##### RAW RECORDS
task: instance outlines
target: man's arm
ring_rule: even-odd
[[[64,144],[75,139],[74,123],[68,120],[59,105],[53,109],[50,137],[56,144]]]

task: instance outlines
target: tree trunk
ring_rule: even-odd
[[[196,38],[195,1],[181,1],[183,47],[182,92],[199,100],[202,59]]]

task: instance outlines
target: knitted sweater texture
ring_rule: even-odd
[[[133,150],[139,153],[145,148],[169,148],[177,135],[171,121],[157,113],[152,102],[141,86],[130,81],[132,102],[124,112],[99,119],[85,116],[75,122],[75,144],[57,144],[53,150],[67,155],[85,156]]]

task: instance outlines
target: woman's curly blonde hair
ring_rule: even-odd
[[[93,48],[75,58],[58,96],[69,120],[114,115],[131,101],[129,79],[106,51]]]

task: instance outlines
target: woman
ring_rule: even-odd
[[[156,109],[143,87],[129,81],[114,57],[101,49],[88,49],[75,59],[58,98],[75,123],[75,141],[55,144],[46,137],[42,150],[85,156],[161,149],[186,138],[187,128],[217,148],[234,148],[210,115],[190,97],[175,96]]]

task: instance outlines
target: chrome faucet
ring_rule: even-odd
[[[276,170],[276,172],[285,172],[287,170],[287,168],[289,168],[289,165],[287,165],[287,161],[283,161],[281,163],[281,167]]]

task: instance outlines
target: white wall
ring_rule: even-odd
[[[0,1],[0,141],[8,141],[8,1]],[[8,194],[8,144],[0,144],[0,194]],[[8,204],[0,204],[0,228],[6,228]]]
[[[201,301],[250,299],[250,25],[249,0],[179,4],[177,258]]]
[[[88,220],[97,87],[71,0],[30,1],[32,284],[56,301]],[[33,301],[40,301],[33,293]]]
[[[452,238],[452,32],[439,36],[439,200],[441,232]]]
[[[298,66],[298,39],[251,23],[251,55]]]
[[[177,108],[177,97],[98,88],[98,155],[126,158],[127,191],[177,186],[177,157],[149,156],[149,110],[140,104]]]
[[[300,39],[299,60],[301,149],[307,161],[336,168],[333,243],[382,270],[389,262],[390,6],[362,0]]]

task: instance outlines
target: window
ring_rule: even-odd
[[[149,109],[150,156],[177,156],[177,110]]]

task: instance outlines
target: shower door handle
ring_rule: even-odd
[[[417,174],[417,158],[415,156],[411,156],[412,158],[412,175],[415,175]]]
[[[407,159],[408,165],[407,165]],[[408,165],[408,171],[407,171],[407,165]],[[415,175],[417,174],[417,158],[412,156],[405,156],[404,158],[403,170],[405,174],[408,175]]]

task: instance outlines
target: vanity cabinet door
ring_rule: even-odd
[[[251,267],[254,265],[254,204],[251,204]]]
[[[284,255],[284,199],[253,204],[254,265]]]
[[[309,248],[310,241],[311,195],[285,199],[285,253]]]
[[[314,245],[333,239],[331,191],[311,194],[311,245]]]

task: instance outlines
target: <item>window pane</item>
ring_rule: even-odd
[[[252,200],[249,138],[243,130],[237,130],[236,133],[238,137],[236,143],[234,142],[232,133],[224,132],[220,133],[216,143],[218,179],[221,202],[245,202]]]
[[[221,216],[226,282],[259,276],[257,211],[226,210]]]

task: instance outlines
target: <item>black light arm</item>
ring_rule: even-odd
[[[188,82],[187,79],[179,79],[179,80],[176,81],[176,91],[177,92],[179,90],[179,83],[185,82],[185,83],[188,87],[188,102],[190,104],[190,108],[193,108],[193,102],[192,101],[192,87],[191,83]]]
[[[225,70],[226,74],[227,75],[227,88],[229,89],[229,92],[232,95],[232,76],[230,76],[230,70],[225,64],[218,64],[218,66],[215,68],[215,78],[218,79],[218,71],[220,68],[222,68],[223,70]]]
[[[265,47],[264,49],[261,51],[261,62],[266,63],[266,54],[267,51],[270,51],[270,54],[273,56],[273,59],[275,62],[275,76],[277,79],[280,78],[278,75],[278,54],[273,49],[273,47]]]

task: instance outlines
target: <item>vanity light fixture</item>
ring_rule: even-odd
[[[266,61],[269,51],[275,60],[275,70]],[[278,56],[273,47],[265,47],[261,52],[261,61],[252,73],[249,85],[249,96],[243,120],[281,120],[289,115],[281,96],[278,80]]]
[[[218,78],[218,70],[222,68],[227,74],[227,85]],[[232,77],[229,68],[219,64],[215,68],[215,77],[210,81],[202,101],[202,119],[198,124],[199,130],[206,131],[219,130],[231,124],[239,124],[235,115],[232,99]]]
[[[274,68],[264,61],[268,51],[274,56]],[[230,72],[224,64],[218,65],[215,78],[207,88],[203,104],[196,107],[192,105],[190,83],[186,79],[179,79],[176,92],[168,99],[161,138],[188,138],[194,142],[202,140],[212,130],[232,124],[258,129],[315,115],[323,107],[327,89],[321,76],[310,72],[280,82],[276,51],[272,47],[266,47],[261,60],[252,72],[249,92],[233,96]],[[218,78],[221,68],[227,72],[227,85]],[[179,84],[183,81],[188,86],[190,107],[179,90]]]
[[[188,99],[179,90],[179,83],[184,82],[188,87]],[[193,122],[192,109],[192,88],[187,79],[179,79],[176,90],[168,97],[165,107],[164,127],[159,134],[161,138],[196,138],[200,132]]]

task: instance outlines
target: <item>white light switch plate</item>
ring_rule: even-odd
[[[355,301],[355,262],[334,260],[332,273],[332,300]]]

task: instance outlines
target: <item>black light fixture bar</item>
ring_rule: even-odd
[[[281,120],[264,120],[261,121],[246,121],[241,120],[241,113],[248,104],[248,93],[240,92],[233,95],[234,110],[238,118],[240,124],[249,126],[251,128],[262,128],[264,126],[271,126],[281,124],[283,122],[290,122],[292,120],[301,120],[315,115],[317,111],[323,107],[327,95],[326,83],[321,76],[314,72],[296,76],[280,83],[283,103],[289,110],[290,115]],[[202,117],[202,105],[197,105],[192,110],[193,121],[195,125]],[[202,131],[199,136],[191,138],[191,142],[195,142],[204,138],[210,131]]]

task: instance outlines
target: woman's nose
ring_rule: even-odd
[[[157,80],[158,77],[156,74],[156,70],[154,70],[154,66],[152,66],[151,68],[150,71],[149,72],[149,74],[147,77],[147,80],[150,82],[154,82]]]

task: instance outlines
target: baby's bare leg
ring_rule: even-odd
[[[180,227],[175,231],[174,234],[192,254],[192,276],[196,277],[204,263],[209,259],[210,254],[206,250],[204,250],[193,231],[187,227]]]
##########
##### RAW RECORDS
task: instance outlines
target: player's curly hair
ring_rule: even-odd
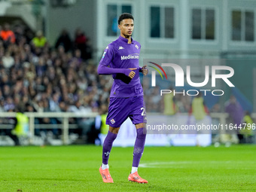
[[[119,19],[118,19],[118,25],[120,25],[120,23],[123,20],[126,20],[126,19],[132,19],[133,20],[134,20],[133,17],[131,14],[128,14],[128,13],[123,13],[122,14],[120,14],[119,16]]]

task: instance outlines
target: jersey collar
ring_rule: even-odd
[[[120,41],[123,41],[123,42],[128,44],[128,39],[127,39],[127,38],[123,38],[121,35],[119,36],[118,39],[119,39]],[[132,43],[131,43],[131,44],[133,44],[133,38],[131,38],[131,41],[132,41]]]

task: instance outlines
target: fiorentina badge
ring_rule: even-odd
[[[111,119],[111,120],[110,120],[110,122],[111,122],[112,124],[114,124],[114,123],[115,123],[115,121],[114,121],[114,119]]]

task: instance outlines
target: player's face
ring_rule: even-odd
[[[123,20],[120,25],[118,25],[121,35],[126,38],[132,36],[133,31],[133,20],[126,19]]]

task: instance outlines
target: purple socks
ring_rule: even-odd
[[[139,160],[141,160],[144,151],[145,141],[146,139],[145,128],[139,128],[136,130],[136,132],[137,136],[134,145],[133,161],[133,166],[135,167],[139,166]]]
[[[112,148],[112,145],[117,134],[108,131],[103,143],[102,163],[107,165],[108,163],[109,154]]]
##########
##### RAW RECORDS
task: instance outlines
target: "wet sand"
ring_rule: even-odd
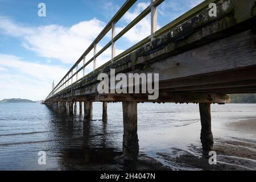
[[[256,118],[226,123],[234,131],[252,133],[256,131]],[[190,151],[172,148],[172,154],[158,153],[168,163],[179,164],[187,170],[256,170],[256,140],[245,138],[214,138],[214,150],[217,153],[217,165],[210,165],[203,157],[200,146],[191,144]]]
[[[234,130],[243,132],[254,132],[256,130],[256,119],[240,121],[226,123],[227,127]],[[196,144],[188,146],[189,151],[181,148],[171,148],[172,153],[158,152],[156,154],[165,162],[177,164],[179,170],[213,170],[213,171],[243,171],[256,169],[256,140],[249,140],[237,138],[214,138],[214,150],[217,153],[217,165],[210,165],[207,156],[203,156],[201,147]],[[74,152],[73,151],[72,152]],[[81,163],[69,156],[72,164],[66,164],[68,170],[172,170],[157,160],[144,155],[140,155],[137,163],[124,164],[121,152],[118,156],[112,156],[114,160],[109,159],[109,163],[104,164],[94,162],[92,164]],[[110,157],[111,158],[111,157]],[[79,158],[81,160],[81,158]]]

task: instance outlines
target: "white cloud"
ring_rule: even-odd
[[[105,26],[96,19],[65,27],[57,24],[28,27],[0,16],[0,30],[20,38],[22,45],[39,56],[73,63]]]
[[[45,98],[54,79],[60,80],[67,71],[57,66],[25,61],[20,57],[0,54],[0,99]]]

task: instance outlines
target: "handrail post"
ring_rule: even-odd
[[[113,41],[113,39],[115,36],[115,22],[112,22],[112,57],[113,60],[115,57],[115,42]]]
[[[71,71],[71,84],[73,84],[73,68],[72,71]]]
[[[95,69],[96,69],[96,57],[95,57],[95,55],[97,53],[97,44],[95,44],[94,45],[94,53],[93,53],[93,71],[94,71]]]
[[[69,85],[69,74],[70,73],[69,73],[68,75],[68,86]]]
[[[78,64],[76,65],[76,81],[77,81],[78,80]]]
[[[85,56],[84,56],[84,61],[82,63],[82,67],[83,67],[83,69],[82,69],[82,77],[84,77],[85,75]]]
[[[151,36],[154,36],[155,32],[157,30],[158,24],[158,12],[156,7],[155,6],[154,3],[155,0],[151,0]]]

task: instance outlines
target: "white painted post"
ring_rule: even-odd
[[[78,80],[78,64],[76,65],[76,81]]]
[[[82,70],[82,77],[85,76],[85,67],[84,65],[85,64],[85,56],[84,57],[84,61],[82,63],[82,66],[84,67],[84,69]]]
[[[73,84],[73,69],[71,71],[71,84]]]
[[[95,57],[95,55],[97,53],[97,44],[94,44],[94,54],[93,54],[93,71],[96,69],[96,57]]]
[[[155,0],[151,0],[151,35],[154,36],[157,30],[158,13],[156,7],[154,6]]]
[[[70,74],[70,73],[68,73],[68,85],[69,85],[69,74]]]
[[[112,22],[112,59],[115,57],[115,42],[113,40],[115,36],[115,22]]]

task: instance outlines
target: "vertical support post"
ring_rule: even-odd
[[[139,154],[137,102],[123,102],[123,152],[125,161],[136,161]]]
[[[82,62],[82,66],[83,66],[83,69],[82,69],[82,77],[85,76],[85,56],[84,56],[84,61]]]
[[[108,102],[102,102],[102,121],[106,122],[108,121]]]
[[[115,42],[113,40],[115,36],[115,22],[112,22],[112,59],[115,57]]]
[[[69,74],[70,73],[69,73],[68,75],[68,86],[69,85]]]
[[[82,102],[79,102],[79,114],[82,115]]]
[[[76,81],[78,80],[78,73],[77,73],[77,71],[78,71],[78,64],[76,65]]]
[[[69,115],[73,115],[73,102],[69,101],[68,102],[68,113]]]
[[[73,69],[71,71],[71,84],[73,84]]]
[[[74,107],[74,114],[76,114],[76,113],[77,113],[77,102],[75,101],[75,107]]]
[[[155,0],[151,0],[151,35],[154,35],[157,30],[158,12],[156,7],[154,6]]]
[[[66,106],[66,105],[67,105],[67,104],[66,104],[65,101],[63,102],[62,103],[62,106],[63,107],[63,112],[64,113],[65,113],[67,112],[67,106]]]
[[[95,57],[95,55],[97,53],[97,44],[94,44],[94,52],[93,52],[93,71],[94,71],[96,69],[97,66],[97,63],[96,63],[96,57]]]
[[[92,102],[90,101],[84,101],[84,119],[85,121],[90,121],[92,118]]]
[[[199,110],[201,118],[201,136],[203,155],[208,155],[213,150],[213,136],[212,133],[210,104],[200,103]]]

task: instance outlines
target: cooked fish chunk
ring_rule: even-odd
##########
**TASK BRIEF**
Pick out every line in the data above that contains the word "post" and copy each one.

**FINISHED ANSWER**
target: "handrail post"
target: "white painted post"
target: "vertical support post"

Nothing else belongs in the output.